***** Entries provided *****

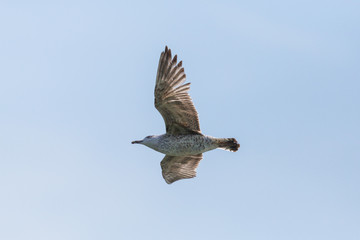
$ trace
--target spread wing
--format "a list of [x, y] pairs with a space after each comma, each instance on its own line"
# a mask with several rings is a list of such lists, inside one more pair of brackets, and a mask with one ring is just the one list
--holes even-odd
[[162, 175], [168, 184], [177, 180], [193, 178], [196, 168], [202, 159], [202, 154], [192, 156], [166, 155], [161, 161]]
[[155, 84], [155, 107], [161, 113], [166, 132], [172, 135], [201, 134], [199, 117], [188, 93], [190, 83], [186, 80], [182, 61], [165, 47], [161, 53]]

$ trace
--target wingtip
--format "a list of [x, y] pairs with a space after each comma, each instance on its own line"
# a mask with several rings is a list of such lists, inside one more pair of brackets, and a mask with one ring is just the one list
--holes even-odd
[[171, 54], [171, 49], [167, 45], [165, 45], [165, 53]]

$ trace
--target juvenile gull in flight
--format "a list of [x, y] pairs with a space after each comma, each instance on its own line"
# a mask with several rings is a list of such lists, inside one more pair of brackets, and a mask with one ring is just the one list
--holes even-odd
[[162, 175], [170, 184], [177, 180], [193, 178], [202, 159], [202, 153], [216, 148], [236, 152], [240, 144], [235, 138], [214, 138], [200, 131], [198, 113], [185, 83], [182, 61], [165, 47], [161, 53], [155, 84], [155, 107], [161, 113], [166, 133], [147, 136], [131, 143], [143, 144], [166, 154], [161, 161]]

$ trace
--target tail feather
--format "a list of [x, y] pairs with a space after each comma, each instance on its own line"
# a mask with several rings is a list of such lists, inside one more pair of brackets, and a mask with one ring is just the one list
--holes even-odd
[[218, 139], [218, 146], [231, 152], [236, 152], [240, 148], [240, 144], [235, 138], [220, 138]]

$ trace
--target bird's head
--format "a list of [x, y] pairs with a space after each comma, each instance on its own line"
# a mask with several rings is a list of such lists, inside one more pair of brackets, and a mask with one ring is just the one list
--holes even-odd
[[136, 140], [136, 141], [132, 141], [132, 144], [138, 143], [138, 144], [143, 144], [143, 145], [149, 145], [151, 142], [154, 141], [154, 137], [153, 135], [147, 136], [145, 137], [143, 140]]

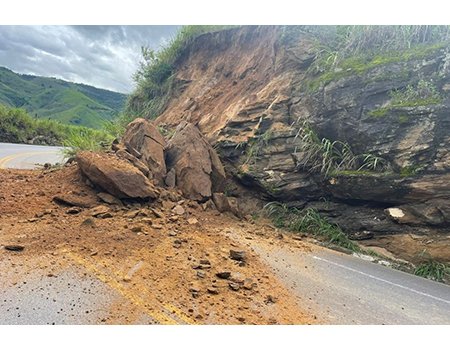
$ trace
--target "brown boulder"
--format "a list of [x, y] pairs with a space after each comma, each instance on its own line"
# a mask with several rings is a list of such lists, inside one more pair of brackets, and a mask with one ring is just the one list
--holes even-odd
[[81, 172], [96, 186], [117, 198], [157, 198], [154, 185], [134, 166], [106, 153], [80, 152]]
[[182, 122], [170, 139], [167, 166], [174, 168], [176, 186], [194, 200], [206, 200], [220, 191], [225, 171], [216, 151], [192, 124]]
[[143, 118], [135, 119], [128, 124], [122, 143], [129, 153], [148, 167], [156, 183], [162, 185], [166, 176], [166, 142], [158, 129]]
[[217, 210], [221, 213], [228, 211], [237, 217], [242, 216], [236, 197], [227, 197], [223, 193], [213, 193], [212, 198]]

*****

§ Activity
Which lines in the listing above include the string "target"? Copy each of them.

§ Solution
--target spread wing
--target wingtip
--target juvenile gull in flight
--target tail feather
--target bird's head
--target "brown boulder"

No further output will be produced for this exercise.